** SELECTED TEXT **
::::::

Looks like we are in good company

Interesting weekend read (part of recent Oracle reveal)
I love the bet he made (and won)- Enjoy
Buffett slams Wall Street 'monkeys', says hedge funds and advisors have cost clients $100 billion
I do love this myself.

Notice that Buffett made his bet in a very careful way. He picked "funds of funds" and specifically ones which invested in hedge funds. Hedge funds have a ludicrously high fee structure to start with, and "funds of funds" add another layer of fees.

Buffett wasn't about to make a bet that there wasn't someone who could beat the market. He was betting that the fees would exceed any possible degree by which they
would beat the market, and he picked a category with exceptionally high fees.

He's repeating my First Law of Investment Advice: if an investment manager can beat the market, their fees will exceed the degree by which they can beat the market.
(For reference, my Second Law of Investment Advice: if you are capable of identifying a competent investment manager, you are also capable of just doing the investments yourself.

Put these two together and you get some interesting conclusions about the very narrow circumstances under which it makes sense to hire an investment manager of any sort: you must be capable of doing the investments yourself, but want to spend your time doing something else, and you must be willing to pay a premium to have that time available. Few people are even capable of beating the market on their own; how many of those people *also* are so competent at something else that it's a better use of their time and money?)
 
No cuts to U.S. entitlement programs in Trump budget: Mnuchin

So now we know: Trump's budget plan is pure borrow-and-spend -- blow a giant hole in the budget by cutting taxes and increasing spending. Doesn't surprise me at all because it's what Reagan did.

::::::

** PARTS OF THE EXERCISE **
(1) According to the passage on Buffett's bet, what does the writer's First Law of Investment Advice say?
(2) Return, word for word, the stretch of the passage on Buffett's bet from "Buffett wasn't about" through "exceptionally high fees.".

Entries for pointing and labeling
::::::

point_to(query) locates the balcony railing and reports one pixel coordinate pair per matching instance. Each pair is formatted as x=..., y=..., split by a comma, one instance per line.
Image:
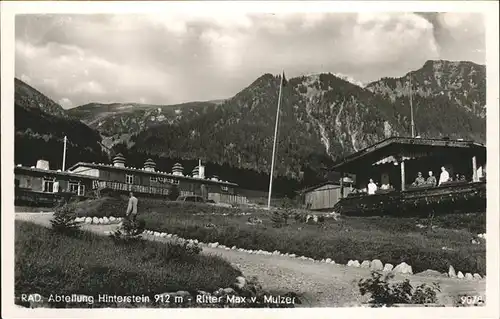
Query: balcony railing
x=118, y=186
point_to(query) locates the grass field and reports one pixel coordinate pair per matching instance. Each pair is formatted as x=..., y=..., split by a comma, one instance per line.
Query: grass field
x=392, y=240
x=50, y=263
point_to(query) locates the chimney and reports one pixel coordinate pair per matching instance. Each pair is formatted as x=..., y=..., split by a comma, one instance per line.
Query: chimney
x=149, y=165
x=177, y=169
x=119, y=160
x=42, y=164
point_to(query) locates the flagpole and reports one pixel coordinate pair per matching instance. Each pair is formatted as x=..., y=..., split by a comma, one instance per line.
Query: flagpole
x=64, y=153
x=411, y=111
x=274, y=143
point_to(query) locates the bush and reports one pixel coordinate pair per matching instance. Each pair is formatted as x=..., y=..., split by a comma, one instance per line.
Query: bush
x=63, y=220
x=384, y=294
x=89, y=264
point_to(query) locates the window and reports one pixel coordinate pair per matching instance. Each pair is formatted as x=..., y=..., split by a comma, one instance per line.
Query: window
x=129, y=179
x=77, y=188
x=48, y=185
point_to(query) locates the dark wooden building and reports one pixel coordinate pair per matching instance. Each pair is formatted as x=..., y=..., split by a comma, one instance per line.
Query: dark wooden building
x=396, y=161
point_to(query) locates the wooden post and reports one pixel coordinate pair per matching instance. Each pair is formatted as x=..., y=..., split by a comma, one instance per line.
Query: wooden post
x=402, y=175
x=341, y=184
x=474, y=169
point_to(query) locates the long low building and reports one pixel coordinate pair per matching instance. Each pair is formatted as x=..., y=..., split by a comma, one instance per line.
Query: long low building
x=87, y=179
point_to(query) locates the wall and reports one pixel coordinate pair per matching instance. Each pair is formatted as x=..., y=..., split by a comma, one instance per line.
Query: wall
x=324, y=197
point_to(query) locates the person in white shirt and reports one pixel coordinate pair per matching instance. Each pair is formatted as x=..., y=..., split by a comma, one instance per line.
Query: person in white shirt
x=372, y=187
x=444, y=177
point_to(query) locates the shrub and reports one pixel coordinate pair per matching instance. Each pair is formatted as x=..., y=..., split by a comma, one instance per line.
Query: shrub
x=384, y=294
x=64, y=219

::::::

** TASK RESULTS **
(1) If an investment manager can beat the market, their fees will exceed the degree by which they can beat the market.

(2)
Buffett wasn't about to make a bet that there wasn't someone who could beat the market. He was betting that the fees would exceed any possible degree by which they
would beat the market, and he picked a category with exceptionally high fees.